Tips for protecting your child from cyber predators

Tips for protecting your child from cyber predators

COLUMBIA, S.C. (WIS) - As the world worked to adapt to the COVID-19 pandemic, so did predators with dangerous intentions.

If you aren’t paying attention to your child, there’s a chance someone else is.

“Meet the vulnerability before the wrong person does,” advised Lisa Kajr from Lighthouse for Life, a midlands group that aims to educate the public about the realities of sex trafficking. “You have people that are going to be on a device 24/7 monitoring and looking for ways for just one person that’s going to take the bait.”

With the massive move to digital caused by the pandemic, predators have shifted the way they go after potential victims.

“So they’re saying ‘Hey, how can we still make our profit. We can do that by preying on the vulnerabilities of these people who are in isolation, and we can do that through social media. we can connect easily to someone who’s alone in their bedroom at night,’” Kajr said.

The National Center for Missing and Exploited Children reported 2020 as a record-breaking year for their CyberTipline, where they received over 21.7 million reports of suspected child sexual exploitation.

“Prioritize time with your family,” Kajr said. “That’s going to keep them in the house better than anything else. If you see that your child is spending a lot of time on a device, ask questions, what are they doing, monitor it. Make sure that they are using devices in a public location, in the living room, in a common area, maybe not in their bedroom in the middle of the night.”

Kajr says, as a community, we have to step up, put judgment aside and step in to help when we can.

“We don’t know their story, and even if their story is that they got in a fight and they’re being independent and rebellious and they want to leave, they still all of a sudden are becoming at risk for becoming contacted and recruited by the wrong person,” Kajr said.

The National Center for Missing and Exploited Children reported a 97.5% increase in reports from 2019 to 2020 for individuals communicating with someone believed to be a child via the internet with the intent to commit a sexual offense or abduction.

*Dataset entries*.

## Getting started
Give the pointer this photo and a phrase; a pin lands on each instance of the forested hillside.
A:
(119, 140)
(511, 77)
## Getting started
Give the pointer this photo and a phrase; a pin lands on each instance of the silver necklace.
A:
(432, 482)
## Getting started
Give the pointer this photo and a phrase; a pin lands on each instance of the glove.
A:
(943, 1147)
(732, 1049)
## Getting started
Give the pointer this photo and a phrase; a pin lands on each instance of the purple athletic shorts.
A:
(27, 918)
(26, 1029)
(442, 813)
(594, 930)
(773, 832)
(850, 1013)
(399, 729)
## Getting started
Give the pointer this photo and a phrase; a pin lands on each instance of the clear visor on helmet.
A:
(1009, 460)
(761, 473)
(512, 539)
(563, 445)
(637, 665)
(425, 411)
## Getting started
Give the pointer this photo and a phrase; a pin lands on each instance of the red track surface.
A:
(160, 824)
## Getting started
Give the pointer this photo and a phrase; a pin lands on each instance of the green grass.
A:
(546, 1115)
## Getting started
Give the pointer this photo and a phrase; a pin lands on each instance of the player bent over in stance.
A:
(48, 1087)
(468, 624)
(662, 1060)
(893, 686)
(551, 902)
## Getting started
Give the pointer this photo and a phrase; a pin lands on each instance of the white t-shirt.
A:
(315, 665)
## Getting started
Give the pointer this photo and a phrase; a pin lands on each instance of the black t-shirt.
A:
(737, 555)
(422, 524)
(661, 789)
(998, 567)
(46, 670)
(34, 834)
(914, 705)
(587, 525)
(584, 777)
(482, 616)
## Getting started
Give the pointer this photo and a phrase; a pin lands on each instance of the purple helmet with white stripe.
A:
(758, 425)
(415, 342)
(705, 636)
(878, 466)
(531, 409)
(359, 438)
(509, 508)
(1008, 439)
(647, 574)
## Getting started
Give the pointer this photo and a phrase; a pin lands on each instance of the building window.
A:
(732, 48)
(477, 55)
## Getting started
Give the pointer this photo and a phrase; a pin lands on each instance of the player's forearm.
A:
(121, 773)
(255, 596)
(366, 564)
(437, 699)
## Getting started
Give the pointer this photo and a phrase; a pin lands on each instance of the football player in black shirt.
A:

*Required work*.
Can you turn the paragraph beginning "“Prioritize time with your family,” Kajr said." from the article on protecting children from cyber predators into a short bulleted list that keeps its main points? You won't need the rows for anything here.

*Exercise result*.
Kajr's advice:
- Make family time a priority, since it keeps children in the house better than anything else.
- If your child spends a lot of time on a device, ask what they are doing and monitor it.
- Have devices used in public places like the living room or a common area, not in the bedroom in the middle of the night.